CBS will return Under the Dome

The network has renewed the summer drama about a town encapsulated by a mysterious dome for a second season, CBS announced Monday at the Television Critics Association's summer press tour. The drama will return with another batch of 13 episodes in summer 2014.

The drama, an adaptation of Stephen King's best-seller of the same name, hails from Steven Spielberg's Amblin Entertainment, CBS Television Studios and DreamWorks Television and was picked up straight to series after initially being developed for CBS corporate sibling Showtime.

"We're excited to tell more stories about the mystery of the dome and the secrets in Chester's Mill, and are thrilled to have the master storyteller himself, Stephen King, tell the first one of next season," CBS Entertainment president Nina Tassler said in a statement announcing the news.

The series from showrunner Neal Baer (ER) and executive producer Brian K. Vaughan (Lost, Y: The Last Man) opened to a summer best June 24 at 10 p.m. The series drew a 3.2 rating in the advertiser-coveted adults 18-49 demographic according to Fast National numbers, tying it with Fox's The Following for the second-highest-rated drama premiere of the 2012-13 season; and its 13.1 million total viewers was the biggest audience for a drama launch in the past year. The series premiere ranked as CBS' most-watched summer debut since 2000 (Big Brother) and its highest-rated since 2005 (Fire Me Please). The series is averaging 13.84 million viewers and a 3.5 among adults 18-49.

When factoring in DVR data, the bow for Dome jumped to a 4.3 in the demo and 16.7 million total viewers -- impressive given its competition for the night included the final game of the Stanley Cup Finals. During its second week, the series lost a bit of steam, scoring a 2.8 in the demo (down 15 percent) and 11.5 million total viewers. It's third week continued the strong viewership, dropping only two points from its second week and easily topping all other original broadcasts for the night.

CBS struck an early content licensing deal with Amazon, giving Amazon Prime members unlimited access to the serialized drama four days after the network broadcast. (CBS has also been airing repeats of the episodes on Sundays at 9 p.m.; the rebroadcast of the premiere collected more than 5 million viewers and tied for second in the demo with a 1.0.)

The Amazon arrangement helps the network offset the cost of launching a pricey serialized original drama -- generally something the networks reserve for the fall -- in the typically low-rated summer months. Sources tell THR that the drama comes with a $3 million-per-episode price tag and has already been licensed in 200 international markets.

Dome is the key component of CBS' push toward year-round scripted programming, which also includes the second season of Unforgettable. The Poppy Montgomery drama was resurrected from the dead with an order for an abbreviated summer run. The push at CBS comes a year after the network saw its reality offerings fail to register last summer.

Stored records
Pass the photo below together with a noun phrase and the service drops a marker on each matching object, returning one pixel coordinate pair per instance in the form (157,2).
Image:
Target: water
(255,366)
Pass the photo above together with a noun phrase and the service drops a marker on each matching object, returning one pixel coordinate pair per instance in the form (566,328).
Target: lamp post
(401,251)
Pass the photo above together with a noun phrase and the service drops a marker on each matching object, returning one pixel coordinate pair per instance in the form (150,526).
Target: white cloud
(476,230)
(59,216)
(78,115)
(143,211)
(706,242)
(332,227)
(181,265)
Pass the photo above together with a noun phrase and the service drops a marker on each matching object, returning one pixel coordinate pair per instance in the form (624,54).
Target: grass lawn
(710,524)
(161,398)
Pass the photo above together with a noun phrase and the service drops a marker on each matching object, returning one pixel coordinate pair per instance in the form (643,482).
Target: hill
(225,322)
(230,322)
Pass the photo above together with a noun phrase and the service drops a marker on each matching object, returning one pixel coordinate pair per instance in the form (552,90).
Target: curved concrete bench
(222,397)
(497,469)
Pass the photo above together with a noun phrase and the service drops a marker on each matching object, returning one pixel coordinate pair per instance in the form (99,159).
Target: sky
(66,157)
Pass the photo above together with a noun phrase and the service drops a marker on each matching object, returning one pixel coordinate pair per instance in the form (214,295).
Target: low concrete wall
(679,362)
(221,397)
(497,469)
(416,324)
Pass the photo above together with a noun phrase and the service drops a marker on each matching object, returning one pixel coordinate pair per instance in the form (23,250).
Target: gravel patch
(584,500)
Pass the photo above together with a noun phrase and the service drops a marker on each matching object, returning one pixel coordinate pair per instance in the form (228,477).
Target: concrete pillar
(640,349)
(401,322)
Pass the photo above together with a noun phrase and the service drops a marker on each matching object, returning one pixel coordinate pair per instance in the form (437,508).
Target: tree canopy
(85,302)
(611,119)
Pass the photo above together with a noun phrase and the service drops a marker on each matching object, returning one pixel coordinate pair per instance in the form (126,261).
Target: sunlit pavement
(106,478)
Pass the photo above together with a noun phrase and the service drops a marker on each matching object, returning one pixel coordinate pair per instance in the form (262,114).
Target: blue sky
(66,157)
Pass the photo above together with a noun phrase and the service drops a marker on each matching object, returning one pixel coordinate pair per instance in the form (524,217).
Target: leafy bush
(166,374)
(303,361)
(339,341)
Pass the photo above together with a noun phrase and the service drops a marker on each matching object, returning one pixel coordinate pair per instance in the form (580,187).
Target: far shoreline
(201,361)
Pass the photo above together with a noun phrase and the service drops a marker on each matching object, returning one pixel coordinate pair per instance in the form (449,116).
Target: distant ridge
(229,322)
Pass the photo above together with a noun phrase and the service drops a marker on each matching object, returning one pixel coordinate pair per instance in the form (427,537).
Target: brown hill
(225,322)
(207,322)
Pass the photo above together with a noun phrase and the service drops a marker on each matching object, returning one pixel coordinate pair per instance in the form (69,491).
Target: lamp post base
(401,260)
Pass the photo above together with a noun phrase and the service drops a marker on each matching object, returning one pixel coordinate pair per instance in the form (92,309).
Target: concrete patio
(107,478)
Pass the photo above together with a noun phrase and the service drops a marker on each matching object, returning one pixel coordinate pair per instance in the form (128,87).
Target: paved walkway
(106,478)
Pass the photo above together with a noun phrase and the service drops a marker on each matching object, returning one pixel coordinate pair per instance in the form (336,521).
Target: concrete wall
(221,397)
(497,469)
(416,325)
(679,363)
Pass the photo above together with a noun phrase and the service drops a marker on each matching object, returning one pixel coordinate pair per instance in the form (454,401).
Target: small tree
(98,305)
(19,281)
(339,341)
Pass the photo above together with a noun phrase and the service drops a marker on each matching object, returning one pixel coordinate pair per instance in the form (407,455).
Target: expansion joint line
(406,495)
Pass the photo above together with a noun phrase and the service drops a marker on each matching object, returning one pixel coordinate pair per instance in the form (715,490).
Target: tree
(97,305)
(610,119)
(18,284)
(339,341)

What is needed
Copy out everything in the Under the Dome renewal article above from "The drama, an" down to "corporate sibling Showtime.".

The solution
The drama, an adaptation of Stephen King's best-seller of the same name, hails from Steven Spielberg's Amblin Entertainment, CBS Television Studios and DreamWorks Television and was picked up straight to series after initially being developed for CBS corporate sibling Showtime.